**Point labeling examples:**
────────────────────────────────────────

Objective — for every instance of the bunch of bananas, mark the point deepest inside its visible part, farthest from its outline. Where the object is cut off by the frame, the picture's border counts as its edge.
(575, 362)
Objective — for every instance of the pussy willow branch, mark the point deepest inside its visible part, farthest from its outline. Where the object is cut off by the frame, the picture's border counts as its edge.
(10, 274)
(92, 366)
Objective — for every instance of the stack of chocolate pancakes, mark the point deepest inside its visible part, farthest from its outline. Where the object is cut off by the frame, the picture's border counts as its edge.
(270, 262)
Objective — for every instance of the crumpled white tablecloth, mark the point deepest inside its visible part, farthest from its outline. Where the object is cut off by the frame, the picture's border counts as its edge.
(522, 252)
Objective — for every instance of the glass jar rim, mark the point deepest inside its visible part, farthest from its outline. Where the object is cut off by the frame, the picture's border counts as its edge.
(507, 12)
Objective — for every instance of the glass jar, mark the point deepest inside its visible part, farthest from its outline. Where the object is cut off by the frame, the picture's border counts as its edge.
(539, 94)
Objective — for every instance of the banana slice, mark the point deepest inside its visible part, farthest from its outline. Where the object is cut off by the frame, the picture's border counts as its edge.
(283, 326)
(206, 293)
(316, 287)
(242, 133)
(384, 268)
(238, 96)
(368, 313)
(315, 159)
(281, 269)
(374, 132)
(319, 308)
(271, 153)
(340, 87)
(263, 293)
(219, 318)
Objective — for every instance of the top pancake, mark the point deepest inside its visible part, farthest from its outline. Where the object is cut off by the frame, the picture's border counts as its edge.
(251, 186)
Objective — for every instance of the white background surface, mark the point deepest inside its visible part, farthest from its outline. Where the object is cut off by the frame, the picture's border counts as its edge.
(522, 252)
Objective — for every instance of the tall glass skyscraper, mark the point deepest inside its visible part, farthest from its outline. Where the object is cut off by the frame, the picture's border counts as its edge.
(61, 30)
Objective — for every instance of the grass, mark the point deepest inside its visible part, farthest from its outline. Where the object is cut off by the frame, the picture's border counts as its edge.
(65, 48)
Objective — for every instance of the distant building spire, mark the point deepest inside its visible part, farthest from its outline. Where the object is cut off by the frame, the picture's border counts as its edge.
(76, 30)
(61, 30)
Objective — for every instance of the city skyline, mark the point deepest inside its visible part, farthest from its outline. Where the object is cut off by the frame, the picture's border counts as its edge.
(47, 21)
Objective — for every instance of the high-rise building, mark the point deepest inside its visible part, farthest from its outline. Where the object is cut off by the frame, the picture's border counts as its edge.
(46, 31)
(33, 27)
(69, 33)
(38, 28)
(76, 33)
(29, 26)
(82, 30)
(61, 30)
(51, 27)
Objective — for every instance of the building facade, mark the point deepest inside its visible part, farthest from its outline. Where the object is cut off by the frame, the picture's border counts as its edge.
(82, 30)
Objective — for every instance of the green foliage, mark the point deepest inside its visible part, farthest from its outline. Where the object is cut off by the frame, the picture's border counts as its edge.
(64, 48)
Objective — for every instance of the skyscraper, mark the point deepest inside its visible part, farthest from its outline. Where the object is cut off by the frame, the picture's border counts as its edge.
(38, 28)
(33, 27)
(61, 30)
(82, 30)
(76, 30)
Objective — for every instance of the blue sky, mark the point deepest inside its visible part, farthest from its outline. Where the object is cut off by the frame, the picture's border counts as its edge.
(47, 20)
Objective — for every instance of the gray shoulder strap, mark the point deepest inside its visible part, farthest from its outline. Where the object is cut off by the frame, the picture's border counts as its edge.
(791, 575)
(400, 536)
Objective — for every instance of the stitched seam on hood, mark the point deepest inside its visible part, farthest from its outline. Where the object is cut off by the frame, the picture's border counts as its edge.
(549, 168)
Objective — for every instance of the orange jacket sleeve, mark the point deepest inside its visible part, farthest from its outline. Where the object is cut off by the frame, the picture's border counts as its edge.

────────────────────────────────────────

**Brief:** Turn every line of the material above into a numbered list, skipping blank lines.

**The output:**
1. Objective — for every instance of the bunch of bananas, mark the point deepest inside its visible part, farthest from its outline. Where the object is cut off by the frame, the picture's border counts as its edge.
2. (575, 362)
3. Objective — for every instance of the pussy willow branch, mark the point deepest inside its visible part, farthest from its outline. Where the object is cut off by the frame, the picture's border counts as its edge.
4. (10, 274)
5. (92, 366)
6. Objective — for every instance of the stack of chocolate pancakes, mark the point deepest inside its visible part, farthest from its outline. Where the object is cut off by the frame, the picture's border counts as its edge.
7. (270, 262)
8. Objective — for every instance of the crumpled white tablecloth, mark the point deepest inside its visible part, farthest from its outline. Where the object is cut off by the frame, the picture's border counts as its edge.
9. (522, 252)
10. Objective — for every instance of the glass jar rim, mark the point deepest inside its visible part, farthest from its outline. Where the object is cut off by the frame, the picture's border counts as its edge.
11. (507, 12)
12. Objective — for every instance of the glass jar, mark the point deepest inside its visible part, farthest from its outline. Where the object is cut off by the frame, the picture's border counts as its edge.
13. (539, 94)
14. Objective — for every instance of the banana slice, mark the point deepest inside its visible part, farthest from its outline. Where the object is cut off by the frame, the picture's border counts as its edge.
15. (283, 326)
16. (206, 293)
17. (316, 287)
18. (242, 133)
19. (384, 268)
20. (238, 96)
21. (368, 313)
22. (315, 159)
23. (281, 269)
24. (374, 132)
25. (319, 308)
26. (271, 153)
27. (340, 87)
28. (263, 293)
29. (219, 318)
30. Objective — for every instance of the top pancake, mark the point deepest inside its visible part, farthest from its outline. Where the object is cut off by the frame, the picture's border counts as its edge.
31. (251, 186)
32. Objective — for every instance of the white background surface, mark the point deepest inside its visible part, farthest from its outline. Where the object is cut off by the frame, the picture's border counts as its edge.
33. (522, 252)
34. Objective — for every instance of the tall glass skyscraper, mark the point deepest inside its visible part, farthest from its outline. Where the object is cut off by the frame, the picture's border counts as its edge.
35. (61, 30)
36. Objective — for every instance of the grass, mark the point deepest inside its visible part, farthest from its outline. Where the object is cut off by the frame, the picture's border counts as its edge.
37. (65, 48)
38. Objective — for every instance of the distant building spire, mark the point deepest inside its visible part, farthest from its outline. Where the object is cut off by the frame, the picture's border counts as its edge.
39. (76, 30)
40. (61, 30)
41. Objective — for every instance of the city skyline, mark the point deepest inside its visible part, farthest from its outline. Where the object is cut off by the frame, the picture's border counts as its edge.
42. (47, 21)
43. Objective — for every instance of the high-rise building, mark the point deepest inside its visible part, farthest from its outline. Where the object is cut off by the frame, the picture's border counts as its edge.
44. (46, 31)
45. (33, 27)
46. (69, 33)
47. (38, 28)
48. (76, 33)
49. (29, 26)
50. (82, 30)
51. (61, 30)
52. (51, 27)
53. Objective — for every instance of the building facade, mark the point deepest inside its visible part, farthest from its outline. Where the object is cut off by the frame, the picture's border counts as its edge.
54. (82, 30)
55. Objective — for every instance of the green foliage, mark the point deepest inside its visible part, farthest from its outline. Where the object is cut off by the frame, the picture's border counts as its edge.
56. (64, 48)
57. Objective — for every instance of the skyscraper, mark the point deepest inside its visible part, farthest from its outline. Where the object is cut off by the frame, the picture's border counts as its edge.
58. (38, 28)
59. (33, 27)
60. (61, 30)
61. (82, 30)
62. (76, 30)
63. Objective — for every instance of the blue sky, mark the point deepest inside its visible part, farthest from its outline. Where the object is cut off by the frame, the picture's border counts as its edge.
64. (47, 20)
65. Objective — for every instance of the gray shoulder strap, mark the point deepest inside its visible part, farthest from its outline. Where the object is cut off by the frame, the picture's border counts as its edge.
66. (791, 575)
67. (400, 536)
68. Objective — for every instance of the stitched seam on hood, mark the point deepest inside its visible part, farthest from its outline. Where the object is cut off by the frame, the picture's border counts as its edge.
69. (549, 168)
70. Objective — for every instance of the orange jacket sleeve, mark the point deepest inside its visible part, farthest from its outline. Where the object is cut off by the frame, the picture's border counts as its edge.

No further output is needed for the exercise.